Work instruction: Your output should be the entries below, exact in every detail.

Excerpts from a dataset:
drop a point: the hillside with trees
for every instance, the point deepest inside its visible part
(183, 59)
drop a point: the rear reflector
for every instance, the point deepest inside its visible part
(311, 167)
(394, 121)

Solution below:
drop a point: the hillside with trees
for every instance, the point deepest inside its visible part
(183, 59)
drop a point: the rear reflector
for every instance, the point deepest inside its visible part
(311, 167)
(394, 121)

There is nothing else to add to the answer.